***** DOCUMENT SECTION

So if you would have been growing up in a German environment, you would know what [foreign language]. A [foreign language] is a kind of treatment or rehabilitation where you get always cold and hot water. And if I'm looking back to the last 12 months with regard to, let's say, this transaction, I can tell you it's the longest [foreign language] ever took place in history. So -- and I am sitting in the bathtub and enjoying it.So guys, I'm sorry, but there is deal flow coming positive. There's deal flow coming negative. And it's going on and going on and going on. So guys, I think our team in the U.S. is very well-connected. We are very transparent in the communication going forward. I think we have been very clear and outspoken in our hearings about the benefits of this transaction. I really admire what our U.S. team is doing. They are sitting on an operational business, big size, and outperforming the environment. And then at the parallel, they are driving this very complex approval process and that's all in a great positive spirit. So I'm not speculating on negatives or positives here. By the way, I even haven't had the feeling that we got some really negative news flows recently and that California may delay things. I think that was something which we were expecting from their position earlier already. So let's do the following. Let's enjoy the [foreign language] for another 2 weeks or 3 weeks, then we are in June. We expect the clock is over at 3rd of June. And then we will anyhow have a clear sight on whether the treatment has worked out or not.
Well, I can only say it really worked on Tim. So he is very lively. So in English it's call contrast hydrotherapy. But if you want to know more about [Foreign Language] and the German spa towns where you can enjoy that, then please get in touch. Tim lives in [ Bads Gutenberg ], it's called [ Bads Gutenberg Spa ], so actually it's known for its hot water. So anyway, next question from Sam at Exane, please.
Couple of quick questions if I can. First on German broadband again, sorry. I guess big picture you talked historically about taking your fair share of net adds but in the last 2 or 3 quarters you kind of slipped down as O2s fall back a bit. Do you think you need to do a bit more or do you think all the price moves that the other guys are doing will just be enough to get you back towards your fair market share, if you like? And secondly, on T-Systems, I mean there's been a turnaround for as long as I can remember, so Adel's pitch last year was actually pretty good. You've seen some of your peers, however, accelerate transformation through M&A recently. Are there any triggers that would make you consider M&A acquisitions or disposals of some of the classic IT business? Then if I can try and address one of the elephants, the Sprint deal, clearly Sprint results this week are deteriorating quite a lot and I guess you had a bit of a range of expectations that you built into your initial guidance. Would you say that their results is still within the initial kind of range of expectations that you had outlined a year ago when you first outlined the deal?

**********

DIRECTION 1:
Reproduce, word for word, the stretch of the call transcript from "Well, I can" through "at Exane, please.".
DIRECTION 2:
Name every person the call transcript mentions by name.
The items after the call transcript aren't needed here.

***** RAW RECORDS

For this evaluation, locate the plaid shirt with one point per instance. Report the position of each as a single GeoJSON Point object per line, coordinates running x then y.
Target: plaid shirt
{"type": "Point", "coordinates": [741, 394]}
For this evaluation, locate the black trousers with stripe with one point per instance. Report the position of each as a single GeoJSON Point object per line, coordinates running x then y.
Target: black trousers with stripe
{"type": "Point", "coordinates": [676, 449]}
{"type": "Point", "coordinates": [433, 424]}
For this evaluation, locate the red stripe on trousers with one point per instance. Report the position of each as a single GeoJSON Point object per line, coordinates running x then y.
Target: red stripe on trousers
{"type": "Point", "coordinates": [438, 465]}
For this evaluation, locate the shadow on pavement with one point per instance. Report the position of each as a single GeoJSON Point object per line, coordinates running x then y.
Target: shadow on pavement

**********

FINAL RESULT 1:
Well, I can only say it really worked on Tim. So he is very lively. So in English it's call contrast hydrotherapy. But if you want to know more about [Foreign Language] and the German spa towns where you can enjoy that, then please get in touch. Tim lives in [ Bads Gutenberg ], it's called [ Bads Gutenberg Spa ], so actually it's known for its hot water. So anyway, next question from Sam at Exane, please.

FINAL RESULT 2:
Tim, Sam, Adel